— Problem statement —
Produce a verbatim copy of the entries listed below.

-- Start of Provided data --

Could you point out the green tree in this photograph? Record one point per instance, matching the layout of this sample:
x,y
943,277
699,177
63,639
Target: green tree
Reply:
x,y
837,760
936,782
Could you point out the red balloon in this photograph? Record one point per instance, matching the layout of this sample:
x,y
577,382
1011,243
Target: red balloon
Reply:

-- End of Provided data --

— Right answer —
Could you point out the green tree in this photograph? Record one point per instance, matching the layout of this sample:
x,y
943,277
699,177
63,639
Target: green tree
Reply:
x,y
837,760
936,782
Could you point out the red balloon in this photograph? Record one point per instance, matching the layout of this sample:
x,y
577,382
1011,243
Target: red balloon
Reply:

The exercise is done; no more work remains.